#### [Supplied text]

[PATCH v5 08/21] intel_iommu: Check for compatibility with IOMMUFD backed device when x-flts=on

Zhenzhong Duan posted 21 patches 2 months, 3 weeks ago
Maintainers: "Michael S. Tsirkin" <mst@redhat.com>, Jason Wang <jasowang@redhat.com>, Yi Liu <yi.l.liu@intel.com>, "Clément Mathieu--Drif" <clement.mathieu--drif@eviden.com>, Marcel Apfelbaum <marcel.apfelbaum@gmail.com>, Paolo Bonzini <pbonzini@redhat.com>, Richard Henderson <richard.henderson@linaro.org>, Eduardo Habkost <eduardo@habkost.net>, Alex Williamson <alex.williamson@redhat.com>, "Cédric Le Goater" <clg@redhat.com>, Eric Auger <eric.auger@redhat.com>, Zhenzhong Duan <zhenzhong.duan@intel.com>
[PATCH v5 08/21] intel_iommu: Check for compatibility with IOMMUFD backed device when x-flts=on
Posted by Zhenzhong Duan 2 months, 3 weeks ago
When vIOMMU is configured x-flts=on in scalable mode, stage-1 page table
is passed to host to construct nested page table. We need to check
compatibility of some critical IOMMU capabilities between vIOMMU and
host IOMMU to ensure guest stage-1 page table could be used by host.

#### [Information shown]
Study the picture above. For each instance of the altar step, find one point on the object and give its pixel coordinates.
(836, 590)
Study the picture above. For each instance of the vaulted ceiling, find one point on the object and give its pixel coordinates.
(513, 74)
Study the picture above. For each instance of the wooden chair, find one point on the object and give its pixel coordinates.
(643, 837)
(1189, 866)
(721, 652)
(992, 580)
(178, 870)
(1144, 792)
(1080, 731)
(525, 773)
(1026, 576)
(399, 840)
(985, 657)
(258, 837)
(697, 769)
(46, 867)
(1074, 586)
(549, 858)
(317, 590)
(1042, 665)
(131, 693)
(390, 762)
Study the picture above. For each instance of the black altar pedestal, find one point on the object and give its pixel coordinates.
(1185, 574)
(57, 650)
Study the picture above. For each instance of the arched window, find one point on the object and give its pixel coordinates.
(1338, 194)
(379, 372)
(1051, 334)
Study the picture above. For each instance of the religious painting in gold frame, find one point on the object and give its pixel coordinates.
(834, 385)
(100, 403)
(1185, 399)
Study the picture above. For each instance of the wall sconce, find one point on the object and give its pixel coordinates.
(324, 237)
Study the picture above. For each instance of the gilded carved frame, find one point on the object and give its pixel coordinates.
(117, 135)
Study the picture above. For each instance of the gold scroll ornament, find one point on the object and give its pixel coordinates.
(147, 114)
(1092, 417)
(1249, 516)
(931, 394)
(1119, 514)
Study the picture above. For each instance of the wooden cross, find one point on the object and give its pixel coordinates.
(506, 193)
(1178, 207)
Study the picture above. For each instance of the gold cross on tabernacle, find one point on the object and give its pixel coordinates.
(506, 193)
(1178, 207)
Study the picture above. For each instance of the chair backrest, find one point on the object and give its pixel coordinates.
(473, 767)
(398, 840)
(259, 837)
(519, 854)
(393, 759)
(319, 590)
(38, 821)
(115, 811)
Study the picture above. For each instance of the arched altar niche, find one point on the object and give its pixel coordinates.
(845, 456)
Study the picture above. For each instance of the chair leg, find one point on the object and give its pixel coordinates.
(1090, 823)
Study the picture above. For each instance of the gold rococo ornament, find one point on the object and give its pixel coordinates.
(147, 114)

#### [To do]
[1] From the intel_iommu patch posting, list every maintainer whose email address is at redhat.com.
[2] List every line of the records that contains the word "wooden".
The records are unrelated to the intel_iommu patch posting.

#### [Outputs by task]
[1]
Michael S. Tsirkin
Jason Wang
Paolo Bonzini
Alex Williamson
Cédric Le Goater
Eric Auger

[2]
Study the picture above. For each instance of the wooden chair, find one point on the object and give its pixel coordinates.
Study the picture above. For each instance of the wooden cross, find one point on the object and give its pixel coordinates.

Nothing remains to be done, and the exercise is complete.